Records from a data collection
====

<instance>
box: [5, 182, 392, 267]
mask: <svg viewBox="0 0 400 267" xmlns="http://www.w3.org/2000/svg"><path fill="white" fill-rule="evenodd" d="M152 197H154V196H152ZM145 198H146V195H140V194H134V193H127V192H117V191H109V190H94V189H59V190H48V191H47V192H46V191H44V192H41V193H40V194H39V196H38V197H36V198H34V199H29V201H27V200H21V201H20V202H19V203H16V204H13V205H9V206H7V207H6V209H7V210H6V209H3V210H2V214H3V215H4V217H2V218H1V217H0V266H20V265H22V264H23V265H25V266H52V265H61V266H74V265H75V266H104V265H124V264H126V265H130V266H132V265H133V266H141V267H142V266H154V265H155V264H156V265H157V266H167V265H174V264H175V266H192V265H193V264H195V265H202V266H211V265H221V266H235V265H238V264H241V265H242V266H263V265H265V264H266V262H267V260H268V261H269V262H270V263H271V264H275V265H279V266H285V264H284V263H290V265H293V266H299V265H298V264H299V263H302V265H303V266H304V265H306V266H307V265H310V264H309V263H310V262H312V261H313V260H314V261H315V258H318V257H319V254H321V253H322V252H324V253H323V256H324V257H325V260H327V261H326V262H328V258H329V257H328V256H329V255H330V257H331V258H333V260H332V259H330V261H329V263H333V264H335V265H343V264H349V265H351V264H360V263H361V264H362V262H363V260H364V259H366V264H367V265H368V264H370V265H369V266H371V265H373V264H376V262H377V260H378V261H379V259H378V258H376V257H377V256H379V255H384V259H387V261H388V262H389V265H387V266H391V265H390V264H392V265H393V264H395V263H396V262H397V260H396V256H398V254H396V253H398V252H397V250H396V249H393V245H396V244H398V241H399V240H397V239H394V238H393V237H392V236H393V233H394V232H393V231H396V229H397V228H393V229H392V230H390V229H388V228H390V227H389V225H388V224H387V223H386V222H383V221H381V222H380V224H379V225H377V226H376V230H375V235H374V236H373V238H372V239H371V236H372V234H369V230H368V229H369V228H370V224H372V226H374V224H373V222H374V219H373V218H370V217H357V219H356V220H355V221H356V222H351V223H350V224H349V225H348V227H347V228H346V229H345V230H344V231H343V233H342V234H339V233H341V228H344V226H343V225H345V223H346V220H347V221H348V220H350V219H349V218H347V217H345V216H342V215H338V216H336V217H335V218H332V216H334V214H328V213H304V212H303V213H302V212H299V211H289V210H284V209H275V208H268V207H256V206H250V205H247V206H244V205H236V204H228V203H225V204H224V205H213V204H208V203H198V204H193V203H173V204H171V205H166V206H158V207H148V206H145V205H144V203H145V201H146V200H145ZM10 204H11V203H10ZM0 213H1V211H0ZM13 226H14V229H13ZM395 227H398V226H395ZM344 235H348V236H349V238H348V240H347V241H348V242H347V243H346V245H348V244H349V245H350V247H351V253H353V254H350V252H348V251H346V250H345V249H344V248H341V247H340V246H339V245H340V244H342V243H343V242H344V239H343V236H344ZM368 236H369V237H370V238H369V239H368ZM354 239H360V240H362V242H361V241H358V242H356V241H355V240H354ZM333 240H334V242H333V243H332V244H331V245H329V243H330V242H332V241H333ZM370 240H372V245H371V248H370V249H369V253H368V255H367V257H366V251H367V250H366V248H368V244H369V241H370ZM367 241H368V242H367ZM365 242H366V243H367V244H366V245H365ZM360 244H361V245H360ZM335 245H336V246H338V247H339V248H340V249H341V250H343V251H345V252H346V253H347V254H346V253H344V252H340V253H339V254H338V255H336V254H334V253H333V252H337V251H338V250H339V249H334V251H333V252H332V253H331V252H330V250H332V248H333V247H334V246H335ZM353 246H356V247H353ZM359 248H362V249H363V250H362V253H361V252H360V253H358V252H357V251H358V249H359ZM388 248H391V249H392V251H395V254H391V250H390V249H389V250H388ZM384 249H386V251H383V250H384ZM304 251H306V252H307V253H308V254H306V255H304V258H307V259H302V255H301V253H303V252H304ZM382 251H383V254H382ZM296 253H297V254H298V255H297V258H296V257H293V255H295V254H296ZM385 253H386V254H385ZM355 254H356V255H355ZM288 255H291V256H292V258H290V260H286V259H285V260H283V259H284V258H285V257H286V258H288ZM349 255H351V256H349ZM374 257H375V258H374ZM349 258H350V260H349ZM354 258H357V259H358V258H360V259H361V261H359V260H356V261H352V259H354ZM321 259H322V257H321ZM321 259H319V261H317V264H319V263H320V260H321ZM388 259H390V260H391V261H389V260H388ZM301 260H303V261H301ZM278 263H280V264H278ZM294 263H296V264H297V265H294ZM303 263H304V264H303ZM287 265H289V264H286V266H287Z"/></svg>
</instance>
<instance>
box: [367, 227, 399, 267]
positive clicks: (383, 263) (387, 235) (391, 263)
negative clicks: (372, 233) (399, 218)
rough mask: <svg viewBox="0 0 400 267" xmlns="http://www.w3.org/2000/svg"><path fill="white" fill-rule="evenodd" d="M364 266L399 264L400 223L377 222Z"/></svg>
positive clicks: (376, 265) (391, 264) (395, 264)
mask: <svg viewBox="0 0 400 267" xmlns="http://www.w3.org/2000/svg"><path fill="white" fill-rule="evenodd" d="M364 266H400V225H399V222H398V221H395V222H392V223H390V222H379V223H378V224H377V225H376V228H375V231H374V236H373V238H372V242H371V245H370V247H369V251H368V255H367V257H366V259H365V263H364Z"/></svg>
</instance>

====

● **What needs to be done**
If a line in the records above contains the word "clicks", copy it.

● **Exercise solution**
positive clicks: (383, 263) (387, 235) (391, 263)
negative clicks: (372, 233) (399, 218)
positive clicks: (376, 265) (391, 264) (395, 264)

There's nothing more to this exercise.